• **Tâches à accomplir**
(a) D'après l'extrait sur la fondation de l'Institut de France, de quelle date est l'acte législatif qui l'établit ?
(b) Répétez fidèlement le passage de l'extrait sur la fondation de l'Institut de France qui commence aux mots « 1. Discours prononce » et se termine après les mots « par la Convention. ».

• **Extrait du document**
· · · ·
En décrétant l’établissement de l’Institut de France, la Convention nationale renoua dans une certaine mesure la chaîne interrompue de nos traditions. Elle s’inspirait des exemples du passé pour restaurer, dans le triple domaine des sciences, des lettres et des arts, le crédit des plus expérimentés et les privilèges des plus dignes. Après les tristes épreuves qui venaient d’être faites d’un régime institué en haine des anciennes académies, elle empruntait à ces académies mêmes, à ces compagnies qu’elle avait naguère condamnées, quelque chose de leurs conditions essentielles et de l’organisation particulière à chacune d’elles ; mais ce qui lui appartenait en propre, ce qu’il y avait d’entièrement nouveau dans la conception de son œuvre, c’était l’idée, la grande et belle idée de réunir en un seul faisceau des forces qui jusqu’alors s’étaient exercées séparément, de les employer au même titre, de les diriger vers le même but, et par là de montrer que toutes les productions de l’esprit humain se tiennent, comme tous les progrès qui en résultent ou tous les succès qu’elles procurent sont solidaires les uns des autres. Voilà ce qui donne à l’acte législatif du 25 octobre 1795 sa signification caractéristique et sa haute originalité.

Le décret que la Convention nationale rendait ainsi à son grand honneur la veille même du jour où elle allait se dissoudre, cette « première charte de l’Institut, » suivant l’expression de M. Rossi[1], ne faisait au reste que réaliser un vœu exprimé, nous l’avons dit, par la Convention elle-même, lors de la suppression des Académies et que, antérieurement à cette époque, Mirabeau et Talleyrand (en 1790), Condorcet (en 1792), n’avaient pas laissé pour leur propre compte de mêler à leurs attaques contre les corps savans ou littéraires anciennement établis. Le mérite de la loi édictée à la suite du rapport présenté par Daunou[2] était de résumer dans des

  1. Discours prononce dans la séance publique annuelle de l’Académie des sciences morales et politiques, le 27 juin 1840.
  2. De tous les hommes qui coopérèrent à la fondation de l’Institut, Daunou a plus de titres qu’aucun autre à la reconnaissance pour ses services et au respect pour son caractère. C’est lui qui, dans le comité d’instruction publique, concourut avec le plus de zèle aux travaux préparatoires ou les dirigea avec le plus d’autorité ; c’est lui qui, le plan général une fois adopté par ses collègues du comité, lui donna sa forme pratique et le fit décréter par la Convention.
· · · ·
Lignes du jeu de données de pointage d'objets

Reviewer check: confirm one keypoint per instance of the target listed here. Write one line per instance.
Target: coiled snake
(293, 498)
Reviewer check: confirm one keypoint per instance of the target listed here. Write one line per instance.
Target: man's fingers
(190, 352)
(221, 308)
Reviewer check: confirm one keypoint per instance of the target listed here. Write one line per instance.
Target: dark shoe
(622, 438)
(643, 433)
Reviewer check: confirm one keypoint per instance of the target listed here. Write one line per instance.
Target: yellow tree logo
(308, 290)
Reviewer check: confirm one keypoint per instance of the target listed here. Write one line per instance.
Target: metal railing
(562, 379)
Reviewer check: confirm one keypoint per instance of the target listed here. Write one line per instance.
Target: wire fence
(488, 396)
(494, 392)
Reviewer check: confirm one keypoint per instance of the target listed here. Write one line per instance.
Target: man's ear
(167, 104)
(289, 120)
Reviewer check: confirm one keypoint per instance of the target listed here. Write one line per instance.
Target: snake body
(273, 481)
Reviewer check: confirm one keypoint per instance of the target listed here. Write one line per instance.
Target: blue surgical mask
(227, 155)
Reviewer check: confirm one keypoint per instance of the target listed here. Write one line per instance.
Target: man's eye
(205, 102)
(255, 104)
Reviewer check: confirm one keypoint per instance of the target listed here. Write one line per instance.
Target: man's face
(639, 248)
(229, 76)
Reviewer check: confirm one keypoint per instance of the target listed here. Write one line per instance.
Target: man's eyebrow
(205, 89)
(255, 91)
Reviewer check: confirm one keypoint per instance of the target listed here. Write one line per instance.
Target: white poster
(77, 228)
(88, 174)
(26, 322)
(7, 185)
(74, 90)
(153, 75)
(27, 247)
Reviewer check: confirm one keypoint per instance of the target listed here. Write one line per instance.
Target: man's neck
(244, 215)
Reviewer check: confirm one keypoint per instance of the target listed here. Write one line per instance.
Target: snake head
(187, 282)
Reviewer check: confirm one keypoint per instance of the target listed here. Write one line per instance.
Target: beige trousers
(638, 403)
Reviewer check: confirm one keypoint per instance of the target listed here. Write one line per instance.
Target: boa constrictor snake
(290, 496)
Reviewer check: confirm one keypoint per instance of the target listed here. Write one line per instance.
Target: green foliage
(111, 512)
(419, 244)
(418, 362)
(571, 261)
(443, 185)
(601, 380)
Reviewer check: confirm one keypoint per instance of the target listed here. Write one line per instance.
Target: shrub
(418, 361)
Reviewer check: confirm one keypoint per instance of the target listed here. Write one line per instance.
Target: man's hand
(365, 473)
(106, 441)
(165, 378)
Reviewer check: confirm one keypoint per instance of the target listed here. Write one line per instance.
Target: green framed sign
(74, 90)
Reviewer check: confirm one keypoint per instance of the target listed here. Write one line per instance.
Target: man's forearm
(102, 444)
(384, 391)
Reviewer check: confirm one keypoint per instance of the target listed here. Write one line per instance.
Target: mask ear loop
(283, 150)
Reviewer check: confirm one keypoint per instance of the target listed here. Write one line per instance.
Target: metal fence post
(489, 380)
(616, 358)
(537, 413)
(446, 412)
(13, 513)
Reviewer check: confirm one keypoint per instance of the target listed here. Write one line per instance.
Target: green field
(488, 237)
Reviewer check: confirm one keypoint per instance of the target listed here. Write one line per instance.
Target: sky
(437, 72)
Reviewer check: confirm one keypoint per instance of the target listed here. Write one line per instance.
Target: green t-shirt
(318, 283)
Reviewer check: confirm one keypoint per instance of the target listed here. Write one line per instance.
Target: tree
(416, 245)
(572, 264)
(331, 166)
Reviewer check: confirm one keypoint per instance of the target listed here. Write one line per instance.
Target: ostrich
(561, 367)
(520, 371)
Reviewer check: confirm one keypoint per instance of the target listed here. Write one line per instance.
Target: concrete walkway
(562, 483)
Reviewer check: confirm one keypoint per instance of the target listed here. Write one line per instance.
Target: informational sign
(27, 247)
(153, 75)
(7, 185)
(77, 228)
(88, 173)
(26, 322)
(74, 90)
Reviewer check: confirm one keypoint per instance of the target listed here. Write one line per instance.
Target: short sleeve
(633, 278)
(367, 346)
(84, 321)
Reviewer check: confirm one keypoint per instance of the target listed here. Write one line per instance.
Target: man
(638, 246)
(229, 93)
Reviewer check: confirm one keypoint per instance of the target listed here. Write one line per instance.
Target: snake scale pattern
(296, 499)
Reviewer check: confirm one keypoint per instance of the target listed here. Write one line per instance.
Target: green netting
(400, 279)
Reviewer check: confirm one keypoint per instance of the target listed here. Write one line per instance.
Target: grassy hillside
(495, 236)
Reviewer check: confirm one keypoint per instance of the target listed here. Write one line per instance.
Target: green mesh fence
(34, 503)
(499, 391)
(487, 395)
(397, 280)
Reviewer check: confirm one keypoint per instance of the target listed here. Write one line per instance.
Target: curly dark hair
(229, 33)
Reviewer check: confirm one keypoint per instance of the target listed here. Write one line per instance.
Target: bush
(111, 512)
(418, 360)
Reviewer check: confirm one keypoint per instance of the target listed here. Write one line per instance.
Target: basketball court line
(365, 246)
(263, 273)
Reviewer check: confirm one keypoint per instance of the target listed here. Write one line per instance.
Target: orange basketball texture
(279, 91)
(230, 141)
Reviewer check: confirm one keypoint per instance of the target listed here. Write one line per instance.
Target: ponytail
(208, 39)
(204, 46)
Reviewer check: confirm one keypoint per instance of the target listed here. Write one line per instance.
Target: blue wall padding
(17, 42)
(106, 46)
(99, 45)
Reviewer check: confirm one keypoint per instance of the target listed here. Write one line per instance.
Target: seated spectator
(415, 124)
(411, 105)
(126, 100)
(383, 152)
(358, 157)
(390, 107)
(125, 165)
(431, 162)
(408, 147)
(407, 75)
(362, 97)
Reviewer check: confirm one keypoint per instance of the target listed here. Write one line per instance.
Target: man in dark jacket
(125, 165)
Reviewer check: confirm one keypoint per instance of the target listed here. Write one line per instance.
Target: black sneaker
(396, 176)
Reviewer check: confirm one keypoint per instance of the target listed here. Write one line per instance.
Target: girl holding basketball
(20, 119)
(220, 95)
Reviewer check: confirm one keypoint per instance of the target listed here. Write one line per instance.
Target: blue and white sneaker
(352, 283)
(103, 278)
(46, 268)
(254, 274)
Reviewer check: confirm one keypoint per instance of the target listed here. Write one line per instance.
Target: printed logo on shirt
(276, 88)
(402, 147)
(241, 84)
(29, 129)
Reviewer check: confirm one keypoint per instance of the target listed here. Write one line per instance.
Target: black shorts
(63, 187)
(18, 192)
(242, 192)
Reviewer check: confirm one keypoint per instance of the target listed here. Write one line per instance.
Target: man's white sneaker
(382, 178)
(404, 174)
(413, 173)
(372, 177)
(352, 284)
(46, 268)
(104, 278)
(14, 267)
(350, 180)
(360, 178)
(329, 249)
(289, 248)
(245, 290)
· · · ·
• **Résultats par tâche**
(a) Du 25 octobre 1795.

(b)
1. Discours prononce dans la séance publique annuelle de l’Académie des sciences morales et politiques, le 27 juin 1840.
  2. De tous les hommes qui coopérèrent à la fondation de l’Institut, Daunou a plus de titres qu’aucun autre à la reconnaissance pour ses services et au respect pour son caractère. C’est lui qui, dans le comité d’instruction publique, concourut avec le plus de zèle aux travaux préparatoires ou les dirigea avec le plus d’autorité ; c’est lui qui, le plan général une fois adopté par ses collègues du comité, lui donna sa forme pratique et le fit décréter par la Convention.